Requirement 1:
According to the passage on China's HRI sector, what was the per capita income for China's rural residents in 2003?

One of the earliest sectors opened to foreign investment, in the 1980s, China’s HRI (hotel, restaurant, and institutional) sector developed slowly before taking off in the early 1990s. Supported by rapid, steady economic growth across several industries, and rising per capita incomes among urbanites in traditional and emerging city markets, China’s HRI sector has shown double-digit expansion in each of the last 15 years. HRI revenues totaled $109.53 billion in calendar 2005, 16.8 percent over the previous year, accounting for 13.9 percent of China’s total consumption sales revenue; HRI revenues are projected to reach a new high of $127.86 billion in 2006.

Imported foods typically cost much more than domestic items, and only a small percentage of China’s 1.3 billion people can afford to eat in restaurants that use imports. Per capita income for China’s 800 million rural residents was only $308 in 2003. Urban income was $1,027 per capita, but that still leaves little for high-end meals.

Requirement 2:
Please reproduce the data rows below verbatim, from the line containing "Target: berry stem" through the final row, with both ends included.

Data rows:
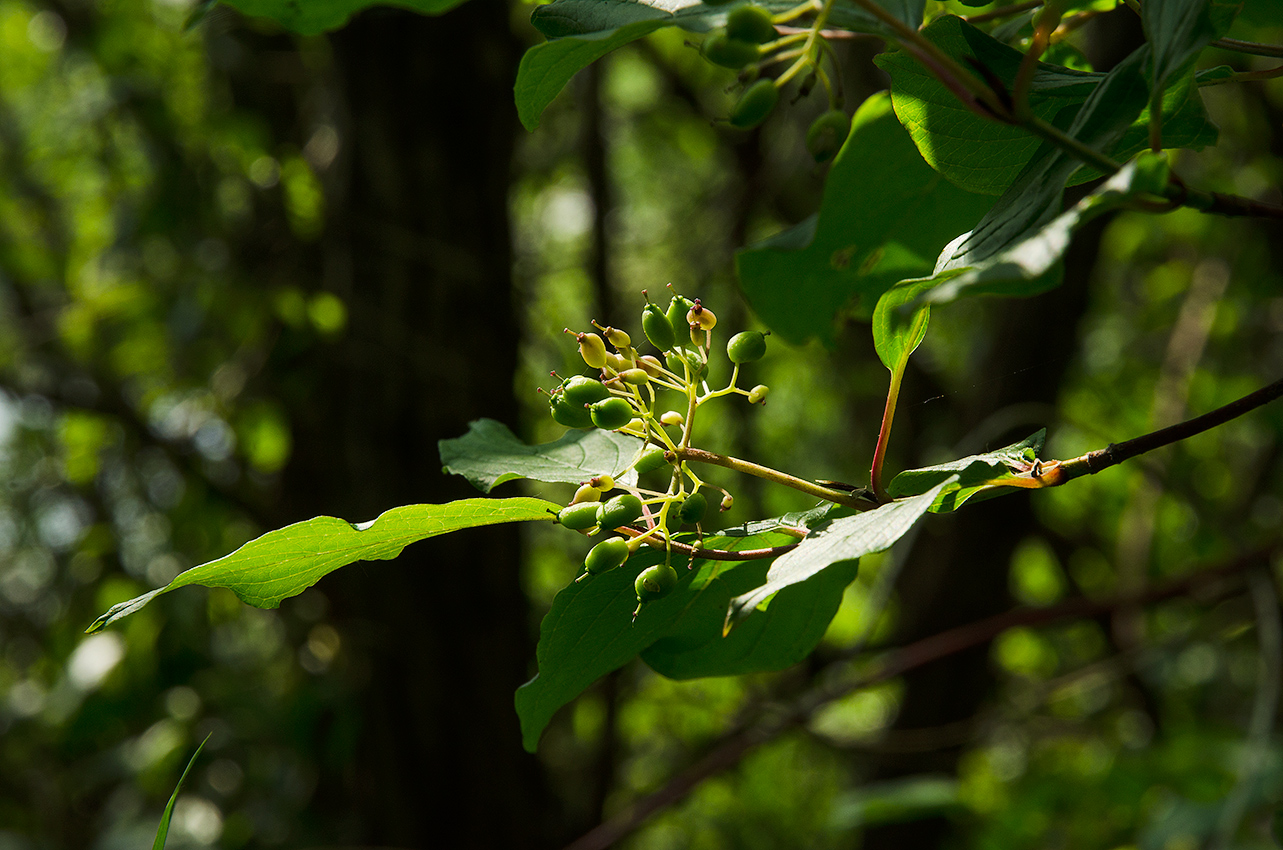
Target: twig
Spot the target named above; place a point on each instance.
(1249, 46)
(1093, 462)
(828, 494)
(737, 744)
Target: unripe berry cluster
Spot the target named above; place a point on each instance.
(625, 396)
(749, 42)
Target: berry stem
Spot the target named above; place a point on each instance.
(775, 476)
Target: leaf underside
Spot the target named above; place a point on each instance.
(285, 562)
(489, 454)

Written solution 1:
$308

Written solution 2:
Target: berry stem
Spot the target named above; place a point on each instance.
(775, 476)
Target: leaf underside
Spot the target named above; place a point on each instance.
(285, 562)
(489, 454)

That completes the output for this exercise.